[Dataset entries]
>>>>>

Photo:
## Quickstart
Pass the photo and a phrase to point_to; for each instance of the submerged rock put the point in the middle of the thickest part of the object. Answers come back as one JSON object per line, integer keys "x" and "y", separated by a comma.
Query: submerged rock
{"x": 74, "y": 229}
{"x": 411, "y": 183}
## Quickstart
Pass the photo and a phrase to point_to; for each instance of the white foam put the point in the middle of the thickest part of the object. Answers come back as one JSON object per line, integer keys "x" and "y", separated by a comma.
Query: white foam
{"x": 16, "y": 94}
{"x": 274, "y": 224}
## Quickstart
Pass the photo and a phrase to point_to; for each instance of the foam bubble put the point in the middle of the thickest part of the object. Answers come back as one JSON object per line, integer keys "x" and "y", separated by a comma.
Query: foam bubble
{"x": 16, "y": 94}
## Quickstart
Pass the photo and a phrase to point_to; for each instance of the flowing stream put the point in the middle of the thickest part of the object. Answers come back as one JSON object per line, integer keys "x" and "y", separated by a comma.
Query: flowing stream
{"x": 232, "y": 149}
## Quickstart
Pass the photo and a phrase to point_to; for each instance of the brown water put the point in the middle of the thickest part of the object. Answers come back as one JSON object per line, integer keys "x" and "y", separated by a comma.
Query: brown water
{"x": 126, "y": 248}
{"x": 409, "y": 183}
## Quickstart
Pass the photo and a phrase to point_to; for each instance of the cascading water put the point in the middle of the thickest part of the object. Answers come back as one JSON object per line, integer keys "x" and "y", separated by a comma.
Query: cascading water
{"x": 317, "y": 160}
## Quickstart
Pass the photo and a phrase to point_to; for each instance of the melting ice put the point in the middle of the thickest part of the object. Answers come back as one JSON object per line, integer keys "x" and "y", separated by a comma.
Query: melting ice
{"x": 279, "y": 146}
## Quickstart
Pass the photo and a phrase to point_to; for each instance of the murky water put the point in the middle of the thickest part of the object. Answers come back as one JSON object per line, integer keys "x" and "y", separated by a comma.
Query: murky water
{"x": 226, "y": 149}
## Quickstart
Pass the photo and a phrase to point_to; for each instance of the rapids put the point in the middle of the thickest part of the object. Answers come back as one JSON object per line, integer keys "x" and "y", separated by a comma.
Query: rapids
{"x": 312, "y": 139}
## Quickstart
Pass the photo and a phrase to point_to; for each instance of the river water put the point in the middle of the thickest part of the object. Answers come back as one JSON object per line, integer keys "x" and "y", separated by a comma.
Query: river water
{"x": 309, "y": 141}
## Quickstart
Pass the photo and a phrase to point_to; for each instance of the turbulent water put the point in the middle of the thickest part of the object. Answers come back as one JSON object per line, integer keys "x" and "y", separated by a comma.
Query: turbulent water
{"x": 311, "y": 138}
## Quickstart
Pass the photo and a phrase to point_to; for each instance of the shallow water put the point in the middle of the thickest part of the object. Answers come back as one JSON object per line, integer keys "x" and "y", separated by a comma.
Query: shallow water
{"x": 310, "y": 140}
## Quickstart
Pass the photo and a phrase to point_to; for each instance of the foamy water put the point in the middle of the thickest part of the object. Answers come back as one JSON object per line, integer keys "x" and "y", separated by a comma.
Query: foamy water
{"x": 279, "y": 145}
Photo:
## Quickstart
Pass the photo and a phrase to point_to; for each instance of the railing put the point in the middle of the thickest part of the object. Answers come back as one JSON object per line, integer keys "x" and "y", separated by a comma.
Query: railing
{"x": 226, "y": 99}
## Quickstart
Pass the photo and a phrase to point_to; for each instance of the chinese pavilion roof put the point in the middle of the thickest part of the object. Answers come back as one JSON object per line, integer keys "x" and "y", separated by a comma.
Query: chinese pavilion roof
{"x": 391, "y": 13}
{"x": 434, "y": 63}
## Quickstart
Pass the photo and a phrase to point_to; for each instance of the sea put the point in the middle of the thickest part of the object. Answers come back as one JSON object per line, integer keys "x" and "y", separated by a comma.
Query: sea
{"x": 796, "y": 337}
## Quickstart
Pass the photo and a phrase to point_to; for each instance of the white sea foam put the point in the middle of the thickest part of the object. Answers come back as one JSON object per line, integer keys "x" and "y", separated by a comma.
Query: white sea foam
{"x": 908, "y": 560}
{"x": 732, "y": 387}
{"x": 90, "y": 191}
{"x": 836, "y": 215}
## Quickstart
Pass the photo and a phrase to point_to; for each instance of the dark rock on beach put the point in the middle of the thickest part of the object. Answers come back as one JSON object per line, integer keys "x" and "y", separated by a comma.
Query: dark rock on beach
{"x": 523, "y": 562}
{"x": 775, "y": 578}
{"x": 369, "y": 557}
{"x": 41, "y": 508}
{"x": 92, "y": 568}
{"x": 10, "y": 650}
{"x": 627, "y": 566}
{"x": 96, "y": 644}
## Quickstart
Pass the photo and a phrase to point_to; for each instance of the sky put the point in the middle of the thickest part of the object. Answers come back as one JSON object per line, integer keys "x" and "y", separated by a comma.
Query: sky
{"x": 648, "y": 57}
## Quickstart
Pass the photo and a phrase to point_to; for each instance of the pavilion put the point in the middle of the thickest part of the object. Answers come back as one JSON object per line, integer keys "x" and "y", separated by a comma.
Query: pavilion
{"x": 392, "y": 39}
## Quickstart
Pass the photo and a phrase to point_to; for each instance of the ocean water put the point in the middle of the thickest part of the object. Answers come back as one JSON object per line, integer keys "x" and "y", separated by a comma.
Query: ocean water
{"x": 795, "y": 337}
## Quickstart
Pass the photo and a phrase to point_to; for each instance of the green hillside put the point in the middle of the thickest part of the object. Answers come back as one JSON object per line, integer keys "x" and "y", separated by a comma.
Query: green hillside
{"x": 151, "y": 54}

<<<<<

Exercise:
Count the lines in the items above that contain the string "ocean", and reply with the number alone.

Finished exercise:
2